Instructions to follow: In your reply, write out each entry exactly as given.

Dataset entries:
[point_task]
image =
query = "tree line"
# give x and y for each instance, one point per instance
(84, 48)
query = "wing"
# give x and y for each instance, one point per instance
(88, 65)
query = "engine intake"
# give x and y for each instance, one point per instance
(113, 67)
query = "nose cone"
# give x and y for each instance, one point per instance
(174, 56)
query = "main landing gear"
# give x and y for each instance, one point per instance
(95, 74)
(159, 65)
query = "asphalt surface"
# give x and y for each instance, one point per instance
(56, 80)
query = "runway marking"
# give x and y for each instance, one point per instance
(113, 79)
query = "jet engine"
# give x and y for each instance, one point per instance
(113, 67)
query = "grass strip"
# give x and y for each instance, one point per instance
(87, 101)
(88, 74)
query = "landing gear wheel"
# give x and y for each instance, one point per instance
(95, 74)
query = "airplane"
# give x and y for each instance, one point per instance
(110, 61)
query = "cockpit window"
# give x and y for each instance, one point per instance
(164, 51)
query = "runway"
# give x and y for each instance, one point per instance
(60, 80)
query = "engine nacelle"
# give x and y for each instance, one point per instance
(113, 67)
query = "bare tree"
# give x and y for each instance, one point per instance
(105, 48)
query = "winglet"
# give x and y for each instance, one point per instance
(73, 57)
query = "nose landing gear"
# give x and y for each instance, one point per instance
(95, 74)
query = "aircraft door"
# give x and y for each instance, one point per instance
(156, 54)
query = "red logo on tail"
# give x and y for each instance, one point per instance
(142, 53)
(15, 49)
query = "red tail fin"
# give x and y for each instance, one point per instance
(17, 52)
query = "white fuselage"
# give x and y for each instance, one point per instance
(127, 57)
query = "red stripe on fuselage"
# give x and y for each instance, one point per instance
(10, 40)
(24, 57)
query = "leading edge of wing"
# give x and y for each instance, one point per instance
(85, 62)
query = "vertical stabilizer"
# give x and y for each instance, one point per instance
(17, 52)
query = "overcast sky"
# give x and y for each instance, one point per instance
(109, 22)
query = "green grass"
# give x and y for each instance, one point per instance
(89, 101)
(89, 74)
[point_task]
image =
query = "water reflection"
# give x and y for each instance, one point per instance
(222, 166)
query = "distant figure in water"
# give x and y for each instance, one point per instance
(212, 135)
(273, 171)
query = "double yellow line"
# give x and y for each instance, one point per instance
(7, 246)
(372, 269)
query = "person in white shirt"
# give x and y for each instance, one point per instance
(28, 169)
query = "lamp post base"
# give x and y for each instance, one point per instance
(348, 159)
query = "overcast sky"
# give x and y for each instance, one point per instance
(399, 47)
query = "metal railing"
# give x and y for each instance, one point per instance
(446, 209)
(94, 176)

Exercise output:
[point_task]
image =
query = "tree line"
# give x and y for each instance, one point per instance
(84, 48)
query = "wing"
# give x and y for each instance, one point per instance
(88, 65)
query = "engine intake"
# give x and y for each instance, one point per instance
(113, 67)
query = "nose cone"
# give x and y for each instance, one point per instance
(174, 56)
query = "main landing gear"
# give x and y for each instance, one point per instance
(95, 74)
(159, 65)
query = "asphalt surface"
# give x and y for each instance, one point per instance
(56, 80)
query = "runway marking"
# give x and y for each instance, one point per instance
(113, 79)
query = "jet engine"
# give x and y for each instance, one point per instance
(113, 67)
query = "grass strip"
# give x and y for each instance, one point per instance
(87, 101)
(88, 74)
query = "landing gear wheel"
# give x and y for each instance, one point per instance
(95, 74)
query = "airplane"
# give x and y for each instance, one point per instance
(110, 61)
query = "cockpit window"
# give x and y for each instance, one point per instance
(164, 51)
query = "runway"
# give x and y for each instance, one point per instance
(60, 80)
query = "engine nacelle"
# give x and y for each instance, one point per instance
(113, 67)
query = "bare tree"
# give x and y for each instance, one point per instance
(105, 48)
query = "winglet"
# give x and y for each instance, one point per instance
(73, 57)
query = "nose landing gear"
# give x and y for each instance, one point per instance
(95, 74)
query = "aircraft door"
# give x and y for each instance, one point per instance
(156, 54)
query = "red logo on tail"
# give x and y for each instance, one point per instance
(142, 53)
(15, 49)
query = "red tail fin"
# give x and y for each instance, one point per instance
(17, 52)
query = "white fuselage"
# give x and y for each instance, one point per instance
(127, 57)
query = "red stripe on fuselage"
# give x and y for each instance, one point per instance
(10, 40)
(24, 57)
query = "leading edge of wing"
# give x and y for each instance, one point per instance
(85, 62)
query = "vertical stabilizer"
# give x and y for each instance, one point per instance
(17, 52)
query = "overcast sky"
# give x and y for each instance, one point per instance
(109, 22)
query = "green grass"
# give x and y for each instance, one point per instance
(89, 101)
(89, 74)
[point_task]
image =
query = "water reflection"
# give x and y for each instance, one point per instance
(222, 166)
query = "distant figure in water"
# give x and y for each instance, one point per instance
(212, 135)
(273, 171)
query = "double yellow line"
# give x and y for each instance, one point per instance
(7, 246)
(372, 269)
query = "person in white shirt"
# give x and y for each instance, one point per instance
(28, 169)
query = "lamp post base"
# give x and y for each instance, one point per instance
(348, 159)
query = "overcast sky"
# give x and y for each instance, one point per instance
(399, 47)
query = "metal railing"
# give x and y for each instance, one point per instance
(446, 209)
(94, 176)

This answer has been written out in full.